**Problem set**
(a) Translate this sentence from the article on lab-grown steak into Spanish: "The prototype costs $50 for a small strip — but Toubia told the Guardian that price is “not insane.”"
(b) Write the next part of the article on the slaughter-free steak, starting after its last sentence.

**Text block**
Israeli lab reveals world’s first slaughter-free steak

Don’t have a cow, man — just have a steak.

The world’s first lab-grown, slaughter-free steak has been unveiled in Israel — although its makers say the taste needs some work before it can be served up to the public, according to new reports.

“It’s close and it tastes good, but we have a bit more work to make sure the taste is 100 percent similar to conventional meat,” Didier Toubia, the co-founder and chief executive of the start-up Aleph Farms, told The Guardian.

“But when you cook it, you really can smell the same smell of meat cooking.”

The steak is grown from a few cells extracted painlessly from a living cow — and then nourished and grown to replicate muscle tissue, the Jerusalem Post reported. 

The prototype costs $50 for a small strip — but Toubia told the Guardian that price is “not insane.”

It’s a bargain compared to the first lab-grown beefburger, which cost more than $280,000 when it was released in 2013 — and Toubia said the cost should eventually come down as production is moved from the lab to a commercial facility.

**Entries supplied**

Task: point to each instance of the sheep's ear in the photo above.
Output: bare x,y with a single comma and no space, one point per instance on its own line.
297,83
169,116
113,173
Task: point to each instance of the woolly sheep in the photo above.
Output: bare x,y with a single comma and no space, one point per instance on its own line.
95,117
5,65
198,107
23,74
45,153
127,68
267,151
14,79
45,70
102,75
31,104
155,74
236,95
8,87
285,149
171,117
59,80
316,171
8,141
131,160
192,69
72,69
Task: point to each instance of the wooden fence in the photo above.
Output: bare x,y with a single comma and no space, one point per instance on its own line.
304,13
...
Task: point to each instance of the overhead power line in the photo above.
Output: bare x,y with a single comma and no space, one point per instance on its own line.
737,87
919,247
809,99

**Answers by item**
(a) El prototipo cuesta 50 dólares por una tira pequeña, pero Toubia le dijo a The Guardian que ese precio «no es una locura».

(b)
The company is also working to increase the thickness of the steak — with the help of Professor Shulamit Levenberg, an expert in tissue engineering at the Technion, Israel’s Institute of Technology.

Several recent studies have found that large reductions in meat-eating are needed to cut greenhouse gas emissions and stave off climate change, the Guardian reported.

Still, Aleph Farms isn’t aiming to replace traditionally raised, grass-fed cattle — just factory farms, Toubia told the paper.

“We are not against traditional agriculture,” he said. “The main issue today is with intensive, factory farming facilities, which are very inefficient and very polluting and have lost the relationship to the animal.”